[Items from a data source]

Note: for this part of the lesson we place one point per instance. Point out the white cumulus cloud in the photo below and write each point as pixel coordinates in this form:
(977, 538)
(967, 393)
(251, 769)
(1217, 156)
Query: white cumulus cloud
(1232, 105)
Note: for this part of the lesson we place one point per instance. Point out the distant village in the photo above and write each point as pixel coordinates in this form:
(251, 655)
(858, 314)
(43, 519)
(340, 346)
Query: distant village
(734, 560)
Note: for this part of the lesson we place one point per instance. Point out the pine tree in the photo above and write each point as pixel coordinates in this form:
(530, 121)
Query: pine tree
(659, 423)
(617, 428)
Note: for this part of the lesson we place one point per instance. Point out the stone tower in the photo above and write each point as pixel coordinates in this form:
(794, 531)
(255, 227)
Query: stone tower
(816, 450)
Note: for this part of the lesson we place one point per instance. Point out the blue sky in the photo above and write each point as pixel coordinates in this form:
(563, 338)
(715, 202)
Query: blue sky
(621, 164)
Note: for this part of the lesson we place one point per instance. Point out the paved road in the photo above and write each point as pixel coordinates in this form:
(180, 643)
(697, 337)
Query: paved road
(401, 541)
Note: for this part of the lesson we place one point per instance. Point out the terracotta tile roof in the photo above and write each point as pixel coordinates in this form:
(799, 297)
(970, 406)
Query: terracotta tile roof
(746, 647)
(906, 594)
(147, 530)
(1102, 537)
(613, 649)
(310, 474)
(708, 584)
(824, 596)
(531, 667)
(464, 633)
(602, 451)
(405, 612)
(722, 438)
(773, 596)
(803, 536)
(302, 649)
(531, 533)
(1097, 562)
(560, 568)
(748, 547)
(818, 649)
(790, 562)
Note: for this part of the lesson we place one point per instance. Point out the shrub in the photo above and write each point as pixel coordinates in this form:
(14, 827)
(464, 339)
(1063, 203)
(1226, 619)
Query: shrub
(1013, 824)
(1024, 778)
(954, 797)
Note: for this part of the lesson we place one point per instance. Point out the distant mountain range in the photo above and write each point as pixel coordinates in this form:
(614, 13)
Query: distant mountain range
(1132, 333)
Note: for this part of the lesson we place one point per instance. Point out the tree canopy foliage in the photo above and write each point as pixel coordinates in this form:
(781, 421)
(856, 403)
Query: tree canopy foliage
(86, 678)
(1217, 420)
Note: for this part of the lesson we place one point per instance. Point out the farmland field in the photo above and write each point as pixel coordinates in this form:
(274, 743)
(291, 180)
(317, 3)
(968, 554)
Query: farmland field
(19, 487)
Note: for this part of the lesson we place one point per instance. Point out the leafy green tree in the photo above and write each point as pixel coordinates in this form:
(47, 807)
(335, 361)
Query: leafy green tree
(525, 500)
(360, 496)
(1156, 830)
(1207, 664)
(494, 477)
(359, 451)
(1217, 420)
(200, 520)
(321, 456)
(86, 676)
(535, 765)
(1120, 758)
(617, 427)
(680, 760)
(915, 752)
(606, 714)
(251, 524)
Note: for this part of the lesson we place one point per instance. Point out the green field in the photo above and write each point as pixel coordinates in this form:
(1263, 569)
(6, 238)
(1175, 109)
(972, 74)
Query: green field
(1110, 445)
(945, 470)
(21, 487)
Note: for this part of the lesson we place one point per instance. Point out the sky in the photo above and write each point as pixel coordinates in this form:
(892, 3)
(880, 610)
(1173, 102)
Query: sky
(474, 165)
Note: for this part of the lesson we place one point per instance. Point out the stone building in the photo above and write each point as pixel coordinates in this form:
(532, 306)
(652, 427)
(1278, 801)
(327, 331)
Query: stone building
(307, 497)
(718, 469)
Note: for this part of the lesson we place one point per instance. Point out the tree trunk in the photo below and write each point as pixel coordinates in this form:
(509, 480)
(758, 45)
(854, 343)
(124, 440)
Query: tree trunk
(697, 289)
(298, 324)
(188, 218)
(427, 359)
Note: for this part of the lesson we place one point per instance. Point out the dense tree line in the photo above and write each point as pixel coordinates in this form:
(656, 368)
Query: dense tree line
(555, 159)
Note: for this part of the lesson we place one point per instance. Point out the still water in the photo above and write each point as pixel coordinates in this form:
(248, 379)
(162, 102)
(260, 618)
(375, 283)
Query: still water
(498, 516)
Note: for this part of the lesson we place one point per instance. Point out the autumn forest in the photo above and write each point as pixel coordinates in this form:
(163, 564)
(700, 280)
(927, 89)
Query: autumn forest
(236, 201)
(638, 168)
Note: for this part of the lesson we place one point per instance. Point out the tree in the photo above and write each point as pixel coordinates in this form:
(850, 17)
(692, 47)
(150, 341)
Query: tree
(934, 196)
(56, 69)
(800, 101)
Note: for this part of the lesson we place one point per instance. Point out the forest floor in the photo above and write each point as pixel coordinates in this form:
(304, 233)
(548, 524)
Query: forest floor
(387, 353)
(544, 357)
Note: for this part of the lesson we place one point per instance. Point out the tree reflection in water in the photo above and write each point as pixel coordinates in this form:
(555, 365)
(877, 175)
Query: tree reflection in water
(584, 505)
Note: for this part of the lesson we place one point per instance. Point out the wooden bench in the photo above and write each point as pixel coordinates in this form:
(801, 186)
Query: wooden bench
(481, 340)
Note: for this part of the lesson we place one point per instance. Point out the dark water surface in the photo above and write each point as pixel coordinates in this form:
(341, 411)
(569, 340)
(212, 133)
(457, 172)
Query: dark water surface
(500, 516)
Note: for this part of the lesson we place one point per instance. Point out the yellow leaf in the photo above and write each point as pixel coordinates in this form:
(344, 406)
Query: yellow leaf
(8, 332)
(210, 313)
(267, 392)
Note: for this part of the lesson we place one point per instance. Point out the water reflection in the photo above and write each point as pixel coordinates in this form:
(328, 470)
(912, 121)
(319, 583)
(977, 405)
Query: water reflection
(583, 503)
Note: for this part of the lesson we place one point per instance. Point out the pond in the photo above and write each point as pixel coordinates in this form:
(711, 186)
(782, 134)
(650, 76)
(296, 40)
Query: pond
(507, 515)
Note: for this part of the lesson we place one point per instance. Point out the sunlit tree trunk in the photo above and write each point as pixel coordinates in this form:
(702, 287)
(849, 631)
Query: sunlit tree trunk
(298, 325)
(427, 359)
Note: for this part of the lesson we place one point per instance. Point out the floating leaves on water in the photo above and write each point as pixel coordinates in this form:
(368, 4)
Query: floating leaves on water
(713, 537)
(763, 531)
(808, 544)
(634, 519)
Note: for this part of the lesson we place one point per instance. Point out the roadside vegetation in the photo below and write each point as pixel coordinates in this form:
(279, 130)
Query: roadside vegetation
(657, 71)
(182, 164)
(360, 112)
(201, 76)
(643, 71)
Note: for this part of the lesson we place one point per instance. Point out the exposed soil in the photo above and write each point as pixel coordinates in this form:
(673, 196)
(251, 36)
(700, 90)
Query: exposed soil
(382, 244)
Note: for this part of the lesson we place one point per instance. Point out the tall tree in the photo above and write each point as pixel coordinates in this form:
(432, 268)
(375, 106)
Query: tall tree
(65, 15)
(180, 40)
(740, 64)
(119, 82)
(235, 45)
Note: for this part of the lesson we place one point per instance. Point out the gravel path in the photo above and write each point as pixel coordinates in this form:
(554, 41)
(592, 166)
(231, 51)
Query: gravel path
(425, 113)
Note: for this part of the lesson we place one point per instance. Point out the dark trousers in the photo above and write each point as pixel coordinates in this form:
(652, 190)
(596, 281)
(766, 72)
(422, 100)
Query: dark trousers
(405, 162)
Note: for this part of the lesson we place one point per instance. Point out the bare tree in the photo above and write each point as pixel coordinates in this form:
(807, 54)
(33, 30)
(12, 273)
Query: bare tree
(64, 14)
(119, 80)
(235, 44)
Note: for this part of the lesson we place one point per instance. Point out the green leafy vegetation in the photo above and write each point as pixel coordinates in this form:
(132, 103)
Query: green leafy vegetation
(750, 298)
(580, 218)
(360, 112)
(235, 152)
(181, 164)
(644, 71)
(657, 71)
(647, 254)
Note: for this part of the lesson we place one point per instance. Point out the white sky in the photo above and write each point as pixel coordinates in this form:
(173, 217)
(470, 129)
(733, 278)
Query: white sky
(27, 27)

▸ **YOUR OBJECTIVE**
All lines from the one with "Query: bare tree" through the end of the records need to be copied exactly, and no other lines.

▸ **SOLVED PROBLEM**
Query: bare tree
(64, 14)
(119, 80)
(235, 44)
Note: for this part of the lesson we place one point per instance. Point out the green leafy vegetation in the photo above and write each point as pixel coordinates in this form:
(132, 103)
Query: green leafy vegetation
(750, 298)
(580, 218)
(360, 112)
(235, 152)
(181, 164)
(644, 71)
(657, 71)
(647, 254)
Note: for this part of the lesson we place one point per instance. Point out the white sky in the photo above and write each point as pixel coordinates in this form:
(173, 217)
(470, 129)
(733, 278)
Query: white sky
(27, 27)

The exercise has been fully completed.